• **Problem to work on**: Among the entries below, find every line that has "fender" and pull it out.

[Saved entries]
* * * * * * *
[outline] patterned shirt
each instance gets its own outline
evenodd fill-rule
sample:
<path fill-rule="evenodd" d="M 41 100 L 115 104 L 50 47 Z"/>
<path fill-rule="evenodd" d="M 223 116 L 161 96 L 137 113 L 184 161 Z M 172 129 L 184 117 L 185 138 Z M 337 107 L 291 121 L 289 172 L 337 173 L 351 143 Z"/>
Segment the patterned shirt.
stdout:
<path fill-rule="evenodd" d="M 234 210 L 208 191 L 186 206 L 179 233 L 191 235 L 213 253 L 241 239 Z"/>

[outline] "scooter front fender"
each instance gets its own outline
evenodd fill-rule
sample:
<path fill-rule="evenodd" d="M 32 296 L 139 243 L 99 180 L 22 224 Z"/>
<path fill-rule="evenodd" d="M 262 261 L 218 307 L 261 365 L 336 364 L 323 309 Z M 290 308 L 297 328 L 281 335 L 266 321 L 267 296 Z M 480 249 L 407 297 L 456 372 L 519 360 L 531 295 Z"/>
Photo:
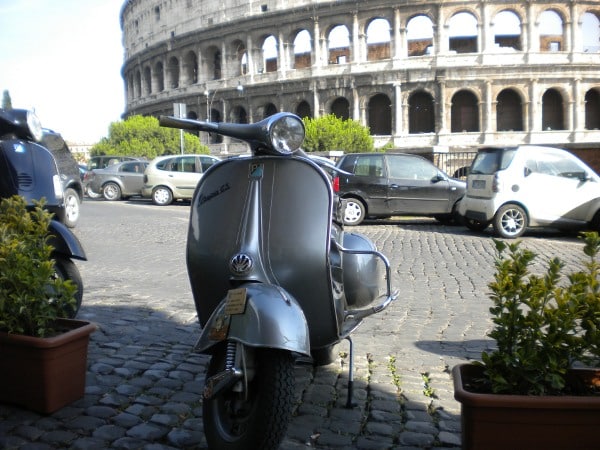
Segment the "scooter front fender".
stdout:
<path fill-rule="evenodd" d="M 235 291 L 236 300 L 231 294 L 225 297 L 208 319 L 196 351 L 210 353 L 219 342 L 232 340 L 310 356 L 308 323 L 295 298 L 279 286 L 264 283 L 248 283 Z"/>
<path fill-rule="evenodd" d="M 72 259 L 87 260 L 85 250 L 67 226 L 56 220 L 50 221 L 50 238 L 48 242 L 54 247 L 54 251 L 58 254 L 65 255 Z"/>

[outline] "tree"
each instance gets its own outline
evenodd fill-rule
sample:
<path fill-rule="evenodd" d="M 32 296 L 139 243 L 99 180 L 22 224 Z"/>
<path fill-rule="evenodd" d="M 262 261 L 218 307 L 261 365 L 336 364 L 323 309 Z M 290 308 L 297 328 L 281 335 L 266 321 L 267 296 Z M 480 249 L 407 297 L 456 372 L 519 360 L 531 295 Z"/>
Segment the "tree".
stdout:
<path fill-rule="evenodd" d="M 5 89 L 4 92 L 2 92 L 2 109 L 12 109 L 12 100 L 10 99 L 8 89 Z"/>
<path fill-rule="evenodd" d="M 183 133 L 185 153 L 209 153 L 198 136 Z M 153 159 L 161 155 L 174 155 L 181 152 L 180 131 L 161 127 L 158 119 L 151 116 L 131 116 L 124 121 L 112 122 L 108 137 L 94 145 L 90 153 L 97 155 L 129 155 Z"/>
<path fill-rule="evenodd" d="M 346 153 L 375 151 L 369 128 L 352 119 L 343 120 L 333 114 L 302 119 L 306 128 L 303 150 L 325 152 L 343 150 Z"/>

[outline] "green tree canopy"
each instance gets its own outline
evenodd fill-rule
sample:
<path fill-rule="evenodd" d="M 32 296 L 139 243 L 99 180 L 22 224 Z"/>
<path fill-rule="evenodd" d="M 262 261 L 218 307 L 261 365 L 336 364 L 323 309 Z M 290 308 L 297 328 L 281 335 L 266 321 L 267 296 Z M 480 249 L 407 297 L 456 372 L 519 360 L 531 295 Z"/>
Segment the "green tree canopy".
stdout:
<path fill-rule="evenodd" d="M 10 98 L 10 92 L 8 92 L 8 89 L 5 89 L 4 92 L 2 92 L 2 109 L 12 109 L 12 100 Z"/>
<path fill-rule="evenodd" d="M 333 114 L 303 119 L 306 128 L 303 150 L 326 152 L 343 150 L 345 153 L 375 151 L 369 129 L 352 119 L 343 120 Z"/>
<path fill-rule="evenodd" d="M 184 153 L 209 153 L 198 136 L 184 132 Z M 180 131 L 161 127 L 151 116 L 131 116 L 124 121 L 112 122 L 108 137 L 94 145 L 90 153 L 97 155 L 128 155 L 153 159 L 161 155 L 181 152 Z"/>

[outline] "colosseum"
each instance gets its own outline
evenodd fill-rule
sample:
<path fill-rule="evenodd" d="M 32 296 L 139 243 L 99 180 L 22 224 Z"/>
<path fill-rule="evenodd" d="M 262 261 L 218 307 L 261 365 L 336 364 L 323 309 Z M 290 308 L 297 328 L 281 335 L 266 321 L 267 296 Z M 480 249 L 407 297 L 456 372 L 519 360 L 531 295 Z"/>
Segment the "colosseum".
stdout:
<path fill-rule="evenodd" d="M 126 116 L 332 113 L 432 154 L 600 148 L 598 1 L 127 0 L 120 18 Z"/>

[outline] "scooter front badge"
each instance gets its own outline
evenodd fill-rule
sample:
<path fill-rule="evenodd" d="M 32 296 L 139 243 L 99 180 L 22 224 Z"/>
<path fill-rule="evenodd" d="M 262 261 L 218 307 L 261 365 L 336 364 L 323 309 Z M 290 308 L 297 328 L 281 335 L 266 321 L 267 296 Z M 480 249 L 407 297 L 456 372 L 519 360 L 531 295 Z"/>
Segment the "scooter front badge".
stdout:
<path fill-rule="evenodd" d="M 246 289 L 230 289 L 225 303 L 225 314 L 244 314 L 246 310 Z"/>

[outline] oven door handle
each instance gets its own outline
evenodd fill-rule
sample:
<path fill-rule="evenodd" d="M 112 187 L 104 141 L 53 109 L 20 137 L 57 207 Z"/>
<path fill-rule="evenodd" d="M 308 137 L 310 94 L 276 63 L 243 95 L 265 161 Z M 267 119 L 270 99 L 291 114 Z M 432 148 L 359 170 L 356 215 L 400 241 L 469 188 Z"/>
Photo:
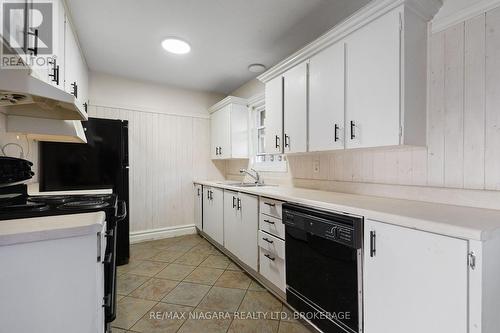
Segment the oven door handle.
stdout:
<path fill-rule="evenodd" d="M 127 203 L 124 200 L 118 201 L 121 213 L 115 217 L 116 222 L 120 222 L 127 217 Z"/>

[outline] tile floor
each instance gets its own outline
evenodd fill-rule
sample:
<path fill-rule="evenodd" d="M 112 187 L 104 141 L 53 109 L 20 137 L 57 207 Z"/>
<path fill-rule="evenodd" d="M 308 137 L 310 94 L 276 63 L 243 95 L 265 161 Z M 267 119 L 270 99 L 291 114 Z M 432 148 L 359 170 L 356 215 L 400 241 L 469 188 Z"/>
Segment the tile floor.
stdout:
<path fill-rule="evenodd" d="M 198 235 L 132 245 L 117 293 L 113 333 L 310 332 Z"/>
* * * * * * *
• **Task solution**:
[outline] "scooter front fender"
Segment the "scooter front fender".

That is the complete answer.